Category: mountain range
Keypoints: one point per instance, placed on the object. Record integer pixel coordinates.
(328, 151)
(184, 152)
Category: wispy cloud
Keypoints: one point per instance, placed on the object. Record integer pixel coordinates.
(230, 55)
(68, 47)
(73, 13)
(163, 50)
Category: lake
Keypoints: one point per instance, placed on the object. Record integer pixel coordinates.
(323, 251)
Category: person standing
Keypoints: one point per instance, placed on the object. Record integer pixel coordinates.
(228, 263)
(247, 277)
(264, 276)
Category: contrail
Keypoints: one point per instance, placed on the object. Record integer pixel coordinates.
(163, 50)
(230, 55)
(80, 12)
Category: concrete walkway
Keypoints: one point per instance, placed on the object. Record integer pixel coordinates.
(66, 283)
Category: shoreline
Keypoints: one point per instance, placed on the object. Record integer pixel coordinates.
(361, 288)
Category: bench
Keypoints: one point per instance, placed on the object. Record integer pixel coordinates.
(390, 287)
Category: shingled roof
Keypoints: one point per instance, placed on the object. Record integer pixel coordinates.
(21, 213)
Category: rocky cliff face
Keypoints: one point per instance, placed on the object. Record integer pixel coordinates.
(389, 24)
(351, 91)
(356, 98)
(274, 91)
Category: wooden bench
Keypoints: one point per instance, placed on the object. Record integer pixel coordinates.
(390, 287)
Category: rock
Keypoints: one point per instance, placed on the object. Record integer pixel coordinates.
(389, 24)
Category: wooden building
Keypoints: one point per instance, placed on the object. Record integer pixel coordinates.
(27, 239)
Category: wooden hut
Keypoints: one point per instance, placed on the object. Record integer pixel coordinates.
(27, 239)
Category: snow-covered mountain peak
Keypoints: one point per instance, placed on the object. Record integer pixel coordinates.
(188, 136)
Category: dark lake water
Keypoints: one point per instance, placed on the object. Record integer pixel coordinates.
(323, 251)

· · ·

#### Task directions
Check each line above for the string "mountain" and copy those that have it.

#### Exercise solution
Category: mountain range
Category: snow-covered mountain peak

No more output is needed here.